*The request*. Retype the whole listing, please, keeping every line exact and dropping the pictures.
----------------
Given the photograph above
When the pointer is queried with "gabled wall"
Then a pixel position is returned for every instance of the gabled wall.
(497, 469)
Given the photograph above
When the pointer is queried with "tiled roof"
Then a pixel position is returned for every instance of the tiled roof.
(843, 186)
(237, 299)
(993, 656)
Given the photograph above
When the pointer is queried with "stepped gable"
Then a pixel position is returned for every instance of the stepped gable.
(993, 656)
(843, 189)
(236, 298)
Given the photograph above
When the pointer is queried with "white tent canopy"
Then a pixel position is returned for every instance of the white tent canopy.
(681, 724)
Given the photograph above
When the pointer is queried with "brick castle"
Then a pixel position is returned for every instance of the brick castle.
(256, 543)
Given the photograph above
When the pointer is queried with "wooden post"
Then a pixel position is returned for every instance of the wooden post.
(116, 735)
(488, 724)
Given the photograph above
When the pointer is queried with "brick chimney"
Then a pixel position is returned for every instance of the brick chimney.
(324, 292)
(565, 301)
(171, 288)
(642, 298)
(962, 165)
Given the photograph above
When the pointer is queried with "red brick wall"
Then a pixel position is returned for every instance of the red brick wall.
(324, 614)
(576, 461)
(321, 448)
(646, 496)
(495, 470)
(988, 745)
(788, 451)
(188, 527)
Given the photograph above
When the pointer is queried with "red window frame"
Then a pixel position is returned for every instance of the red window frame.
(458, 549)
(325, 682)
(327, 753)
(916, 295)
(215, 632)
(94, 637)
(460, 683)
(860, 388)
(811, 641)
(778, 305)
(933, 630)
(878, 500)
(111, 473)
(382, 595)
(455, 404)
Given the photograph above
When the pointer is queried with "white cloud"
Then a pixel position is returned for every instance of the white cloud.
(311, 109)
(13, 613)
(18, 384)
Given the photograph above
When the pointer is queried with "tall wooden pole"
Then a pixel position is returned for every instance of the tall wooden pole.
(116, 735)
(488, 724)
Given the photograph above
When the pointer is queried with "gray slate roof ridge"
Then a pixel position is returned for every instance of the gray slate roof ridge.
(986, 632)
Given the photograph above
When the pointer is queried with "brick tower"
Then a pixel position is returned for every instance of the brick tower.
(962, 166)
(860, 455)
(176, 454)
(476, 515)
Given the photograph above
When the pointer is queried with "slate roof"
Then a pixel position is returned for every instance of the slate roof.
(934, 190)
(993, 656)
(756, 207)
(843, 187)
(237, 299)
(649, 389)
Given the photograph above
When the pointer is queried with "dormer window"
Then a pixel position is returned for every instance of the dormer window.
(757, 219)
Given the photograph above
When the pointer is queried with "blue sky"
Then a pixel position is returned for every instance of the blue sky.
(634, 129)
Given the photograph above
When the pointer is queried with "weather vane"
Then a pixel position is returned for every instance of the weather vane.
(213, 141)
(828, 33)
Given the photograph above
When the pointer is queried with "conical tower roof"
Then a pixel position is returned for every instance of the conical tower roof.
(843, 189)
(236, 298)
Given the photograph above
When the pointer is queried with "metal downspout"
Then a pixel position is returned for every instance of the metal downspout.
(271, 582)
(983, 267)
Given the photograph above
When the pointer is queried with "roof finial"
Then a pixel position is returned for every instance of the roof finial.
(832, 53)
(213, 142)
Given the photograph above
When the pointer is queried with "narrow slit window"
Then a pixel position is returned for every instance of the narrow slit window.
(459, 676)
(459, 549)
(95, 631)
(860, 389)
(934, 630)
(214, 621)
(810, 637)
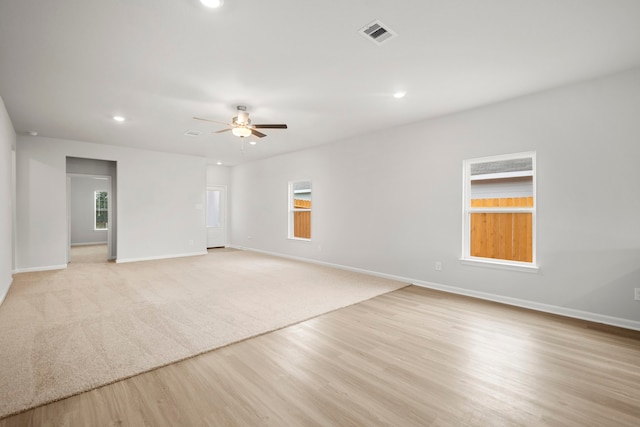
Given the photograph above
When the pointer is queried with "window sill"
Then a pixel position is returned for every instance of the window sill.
(299, 239)
(502, 265)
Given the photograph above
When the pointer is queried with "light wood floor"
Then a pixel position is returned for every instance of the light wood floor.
(414, 357)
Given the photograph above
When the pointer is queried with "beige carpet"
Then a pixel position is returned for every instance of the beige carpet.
(67, 331)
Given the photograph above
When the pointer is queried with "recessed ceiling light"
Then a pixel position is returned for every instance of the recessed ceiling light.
(212, 3)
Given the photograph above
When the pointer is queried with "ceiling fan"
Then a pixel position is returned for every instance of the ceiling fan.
(241, 125)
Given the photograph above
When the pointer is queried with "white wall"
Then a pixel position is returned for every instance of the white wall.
(390, 202)
(160, 201)
(7, 144)
(82, 206)
(217, 175)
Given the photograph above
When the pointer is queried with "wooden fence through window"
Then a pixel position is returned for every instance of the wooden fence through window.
(505, 236)
(302, 220)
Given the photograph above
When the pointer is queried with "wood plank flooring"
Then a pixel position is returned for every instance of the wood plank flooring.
(413, 357)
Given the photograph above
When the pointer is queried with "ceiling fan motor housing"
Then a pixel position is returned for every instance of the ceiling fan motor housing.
(242, 119)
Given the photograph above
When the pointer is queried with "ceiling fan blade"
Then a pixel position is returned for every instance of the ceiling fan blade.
(263, 126)
(212, 121)
(258, 133)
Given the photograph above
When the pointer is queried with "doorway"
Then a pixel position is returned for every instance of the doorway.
(91, 210)
(216, 217)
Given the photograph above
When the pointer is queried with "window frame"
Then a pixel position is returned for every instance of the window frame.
(95, 210)
(467, 210)
(292, 209)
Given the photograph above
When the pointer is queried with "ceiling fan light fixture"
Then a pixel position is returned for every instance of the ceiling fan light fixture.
(241, 132)
(212, 3)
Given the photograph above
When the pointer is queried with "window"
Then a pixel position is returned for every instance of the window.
(500, 210)
(101, 214)
(300, 210)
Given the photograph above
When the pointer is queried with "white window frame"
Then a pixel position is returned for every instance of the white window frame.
(292, 210)
(467, 210)
(95, 210)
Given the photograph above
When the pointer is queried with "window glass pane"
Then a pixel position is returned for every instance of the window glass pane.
(502, 166)
(486, 192)
(506, 236)
(213, 208)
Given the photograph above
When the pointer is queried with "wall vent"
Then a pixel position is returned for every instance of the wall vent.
(377, 32)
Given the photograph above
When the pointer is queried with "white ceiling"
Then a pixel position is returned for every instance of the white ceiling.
(68, 66)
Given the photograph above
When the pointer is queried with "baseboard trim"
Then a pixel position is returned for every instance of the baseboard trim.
(4, 294)
(153, 258)
(537, 306)
(43, 268)
(546, 308)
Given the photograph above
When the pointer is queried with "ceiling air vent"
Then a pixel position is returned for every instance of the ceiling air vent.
(377, 32)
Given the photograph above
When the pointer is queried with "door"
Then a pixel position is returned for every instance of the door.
(216, 217)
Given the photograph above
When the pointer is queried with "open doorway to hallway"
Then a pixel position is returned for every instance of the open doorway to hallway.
(91, 210)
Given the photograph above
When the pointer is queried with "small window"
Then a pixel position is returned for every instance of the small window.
(500, 210)
(101, 212)
(300, 210)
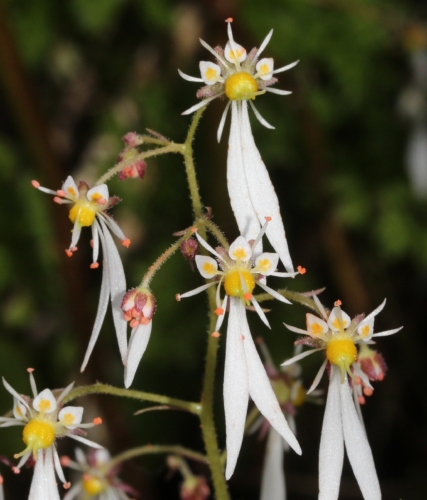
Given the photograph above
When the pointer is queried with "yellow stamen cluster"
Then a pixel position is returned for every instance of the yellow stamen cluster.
(84, 212)
(92, 485)
(241, 86)
(38, 434)
(233, 283)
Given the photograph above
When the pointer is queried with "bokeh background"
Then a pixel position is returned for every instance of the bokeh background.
(348, 158)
----------------
*Solution for this problem*.
Given the photograph above
When the pointer is queried with "gabled wall"
Then a pixel position is returned for every instance of the gabled wall.
(497, 469)
Given the photograph above
When the pointer is queried with "tiled roof"
Then a pixel position is returned for every instance of the tiled roof.
(843, 186)
(237, 299)
(993, 656)
Given the photograph above
When the pointer is queried with "stepped gable"
Then a pixel position is returned for every instance of the stepped gable.
(993, 656)
(843, 189)
(236, 298)
Given the photograph above
When the pointer is queried with "white tent canopy"
Then a pixel position is returned for every instance of the white tent canopy.
(681, 724)
Given the photograph above
When the pointer is queried with "brick castle"
Then a pixel position is returned for every instance of the brick castle.
(256, 543)
Given the photograph above
When the pointer is queried with "wooden post"
Then a pixel position is returned for every instance of the wooden post.
(116, 735)
(488, 724)
Given the photograph above
When the pointer is queried with "brick chimney"
Then a pixel position is returned for every instance of the brick chimney.
(324, 292)
(565, 301)
(171, 288)
(642, 298)
(962, 165)
Given the photograph above
When the pointer is queried with "red brick wall"
Then a pixel position is returned for every instance of the red brick wall.
(324, 614)
(576, 461)
(321, 448)
(646, 496)
(495, 470)
(988, 745)
(788, 451)
(188, 527)
Given the photograph above
When the pointer is queried with "red window frame"
Then a pixel position is returned for every instance of the red window frame.
(458, 549)
(325, 682)
(327, 753)
(916, 295)
(215, 632)
(94, 637)
(460, 683)
(860, 388)
(811, 641)
(778, 305)
(933, 630)
(878, 500)
(111, 473)
(382, 595)
(455, 404)
Given the photograph above
When the pointer is queried with "white cloud"
Then a pixel position is returned for every instance of the white cloud.
(311, 109)
(13, 613)
(18, 384)
Given the photograph above
When the pointer is queried with "tall wooden pole"
Then a pixel position is returned for every instance of the tall wooden pole.
(116, 735)
(488, 724)
Given the photograph above
When the pointer is queried with "gray slate roof ridge"
Then a pixel position is returned for every instance of the gray slate roof ridge.
(986, 632)
Given the photograph above
When the pointer is queried with "brick tower"
Then a pixel position is returned for every instance of the brick tower.
(962, 166)
(860, 455)
(176, 454)
(476, 515)
Given the photograph above
When the pointer is queried with "slate roof"
Then a pixel position is returned for every instance of the slate roof.
(934, 190)
(993, 656)
(756, 207)
(843, 187)
(237, 299)
(649, 389)
Given the photograph above
When the pointer is queried with "dormer window"
Then a pixel position is returned for every instance of the dormer window.
(757, 219)
Given the photograph above
When the pointer is queried with "blue sky"
Then a pixel position is returned for every instance of the blue sky.
(634, 129)
Given the photograph above
When the pointer is queried with "weather vane"
Then a pixel position is returned for every instance of the weather vane.
(213, 141)
(828, 33)
Given the photograph above
When the pointer is queried with "conical tower roof"
Then a pixel position is returned for every instance of the conical tower roof.
(843, 189)
(236, 298)
Given the photograph above
When the pointer is queried with "metal downspout"
Then a pixel position is returned for every instance of the metal downspout.
(271, 582)
(983, 267)
Given the photograph above
When the pointer is queried with "roof finial"
Then a pixel position is returned for every instance of the roof finial.
(832, 53)
(213, 142)
Given the photograph above
When the pointer is queried with "narrow slit window"
Then a pixel position is returned for every instance of the narrow slit window.
(459, 676)
(459, 549)
(95, 631)
(860, 389)
(934, 630)
(214, 621)
(810, 637)
Given the photograph above
When the pointer is queried with "window sill"
Then a pixel position is returned for every instance of the window sill.
(299, 239)
(502, 265)
Given the photograph above
When the pointer is queried with "light wood floor"
Then a pixel position is returned for every instance of the light wood floor.
(414, 357)
Given the photograph above
When the pointer is queried with "beige carpet"
Then a pixel position is returned for every instance of the beige carpet.
(67, 331)
Given the photograph above
When the pointer is queried with "recessed ceiling light"
Then a pixel position is returned for every instance of the recessed ceiling light.
(212, 3)
Given the photograph above
When the pointer is queried with "ceiling fan"
Then a pixel position is returned for every instance of the ceiling fan.
(241, 125)
Given the photograph above
When the pointer is queried with "white wall"
Then a pixel position is returned for every instance of the white wall.
(390, 202)
(160, 201)
(7, 144)
(82, 206)
(217, 175)
Given the photograph above
When the pointer is queried with "wooden fence through window"
Then a pixel position is returned for every instance of the wooden fence through window.
(505, 236)
(302, 220)
Given the photograph above
When the pointer is queried with "wood plank flooring"
Then a pixel position is returned for every instance of the wood plank flooring.
(413, 357)
Given the photograph above
When the pointer is queried with "ceiling fan motor housing"
Then a pixel position is returned for every instance of the ceiling fan motor housing.
(242, 119)
Given the photograph above
When the pointer is queried with "ceiling fan blade"
Then a pixel position is returned for every instance of the ceiling fan blade.
(263, 126)
(212, 121)
(258, 133)
Given the photograph above
When the pointer is queried with "doorway"
Then a pixel position is returned for every instance of the doorway.
(91, 210)
(216, 217)
Given the photograph above
When the pointer is queried with "window frame"
Then a pixel position is returned for every instance of the window frame.
(95, 210)
(467, 210)
(292, 209)
Given the photograph above
When the pointer is queried with "ceiling fan light fixture"
Then a pixel position is returned for every instance of the ceiling fan light fixture.
(241, 132)
(212, 3)
Given the photograph above
When the pointer is queried with "window"
Then a pixel position is returned for every instance of the window.
(500, 210)
(101, 214)
(300, 210)
Given the photograph above
When the pointer is queried with "white window frame"
Then a pixel position is returned for every instance of the white window frame.
(292, 210)
(467, 210)
(95, 210)
Given the photograph above
When the pointer is queried with "window glass pane"
Then a pixel position is returned for every instance of the window glass pane.
(502, 166)
(486, 192)
(506, 236)
(213, 208)
Given the photograph above
When the pointer is queried with "wall vent"
Then a pixel position is returned for every instance of the wall vent.
(377, 32)
Given the photograph above
When the pointer is queried with "white ceiling"
Then a pixel position is returned for every instance of the white ceiling.
(68, 66)
Given the photograph above
When the pointer is queried with "baseboard trim"
Then a pixel position is returned for every instance of the baseboard trim.
(4, 294)
(153, 258)
(537, 306)
(43, 268)
(546, 308)
Given the photograph above
When the pointer is queried with "ceiling air vent"
Then a pixel position is returned for every instance of the ceiling air vent.
(377, 32)
Given the photograph above
When the pointer is queried with "door"
Then a pixel position is returned for every instance of the door.
(216, 217)
Given the photograph above
When the pointer is queried with "open doorway to hallway"
Then a pixel position is returned for every instance of the open doorway to hallway.
(91, 210)
Given the photograph above
When the pointer is queried with "small window"
Then a pixel position is returned for every instance of the small window.
(500, 210)
(101, 212)
(300, 210)
Given the photograph above
When the pointer is queried with "yellow stamen cluster"
Then a pixel position is returned for every instance of the yellow stamen cluster.
(84, 212)
(92, 485)
(241, 86)
(38, 434)
(233, 283)
Given the photograph above
When the pointer is queried with "bokeh background"
Then a pixel position is returned for every instance of the bokeh background.
(348, 158)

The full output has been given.